__Input material__
--------------------------------------------------

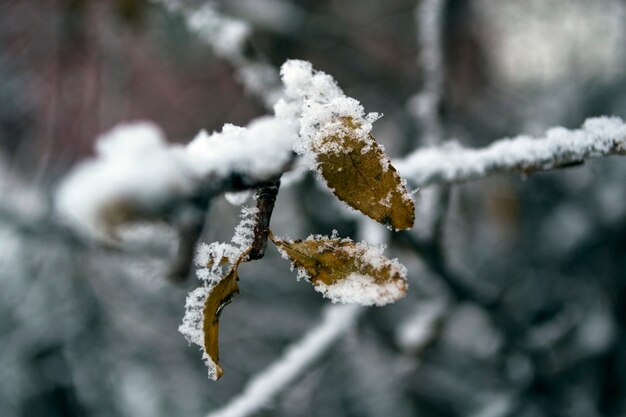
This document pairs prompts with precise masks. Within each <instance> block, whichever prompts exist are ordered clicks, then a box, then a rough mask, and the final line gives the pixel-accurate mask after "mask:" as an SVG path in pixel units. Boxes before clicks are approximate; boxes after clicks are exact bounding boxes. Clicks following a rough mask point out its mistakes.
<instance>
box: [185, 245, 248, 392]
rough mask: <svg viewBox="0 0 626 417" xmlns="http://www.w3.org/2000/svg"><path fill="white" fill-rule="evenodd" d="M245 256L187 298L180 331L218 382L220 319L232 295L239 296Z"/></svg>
mask: <svg viewBox="0 0 626 417" xmlns="http://www.w3.org/2000/svg"><path fill="white" fill-rule="evenodd" d="M244 257H245V253H243V254H241V255H240V257H239V259H237V260H236V261H235V262H234V263H233V264H232V266H231V267H230V269H228V271H227V272H226V274H225V275H224V277H223V278H222V279H219V280H218V281H213V282H212V283H211V285H209V286H203V287H200V288H196V289H195V290H194V291H192V292H191V293H190V294H189V296H188V297H187V303H186V305H185V310H186V312H185V317H184V318H183V324H182V325H181V326H180V327H179V331H180V332H181V333H182V334H183V335H184V336H185V338H186V339H187V340H188V341H189V342H191V343H195V344H197V345H199V346H200V347H201V348H202V357H203V359H204V361H205V363H206V365H207V368H208V370H209V379H212V380H217V379H219V378H220V377H221V376H222V374H223V370H222V367H221V366H220V363H219V348H218V336H219V317H220V314H221V312H222V310H223V309H224V307H225V306H226V305H228V304H229V303H230V302H231V300H232V298H233V296H235V295H236V294H238V293H239V286H238V285H237V281H238V280H239V277H238V275H237V268H238V266H239V264H240V263H241V262H242V259H243V258H244Z"/></svg>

--------------------------------------------------

Copy every line that contains "instance" from the listing above.

__Exercise response__
This document pairs prompts with precise masks. Within each <instance> block, whichever prompts exist are ordered clicks, then a box, then a rough mask, and the final line gives the pixel-accurate mask after "mask:" as an SVG path in pixel units. Boxes before clicks are approximate; boxes after clicks are exact bounding boxes. Clicks following a rough mask point out its mistakes.
<instance>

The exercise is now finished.